This Redsena's directors are not entitled to draw big remuneration Thier shares are under moratorium until 2 conditions are fulfilled 1)for 36 months after they get QA and 2)must make sure that Redsena's make good of cumulative PAT of at least $107m So, rules are tighten if compare with previous SPAC
Posted by MG9231 > Dec 12, 2015 03:01 PM | Report Abuse
This Redsena's directors are not entitled to draw big remuneration Thier shares are under moratorium until 2 conditions are fulfilled 1)for 36 months after they get QA and 2)must make sure that Redsena's make good of cumulative PAT of at least $107m So, rules are tighten if compare with previous SPAC
RAIDER COMMENT; THIS MEAN THE PROMOTER NEED TO PUT IN THEIR OWN MONIES FOR ITS REMUNERATION....APPOXIMATELY RM 20M OWN CAPITAL FOR 3 YEARS. U THINK THE DIRECTORS JUST WANT TO START A SPAC FOR JUST PLAY PLAY MEH ?

### Data provided

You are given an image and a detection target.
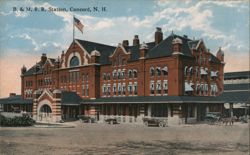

### Problem requirements
Reproduce the forum post about Redsena's directors in full, word for word.

### Output below
This Redsena's directors are not entitled to draw big remuneration Thier shares are under moratorium until 2 conditions are fulfilled 1)for 36 months after they get QA and 2)must make sure that Redsena's make good of cumulative PAT of at least $107m So, rules are tighten if compare with previous SPAC
Posted by MG9231 > Dec 12, 2015 03:01 PM | Report Abuse
This Redsena's directors are not entitled to draw big remuneration Thier shares are under moratorium until 2 conditions are fulfilled 1)for 36 months after they get QA and 2)must make sure that Redsena's make good of cumulative PAT of at least $107m So, rules are tighten if compare with previous SPAC
RAIDER COMMENT; THIS MEAN THE PROMOTER NEED TO PUT IN THEIR OWN MONIES FOR ITS REMUNERATION....APPOXIMATELY RM 20M OWN CAPITAL FOR 3 YEARS. U THINK THE DIRECTORS JUST WANT TO START A SPAC FOR JUST PLAY PLAY MEH ?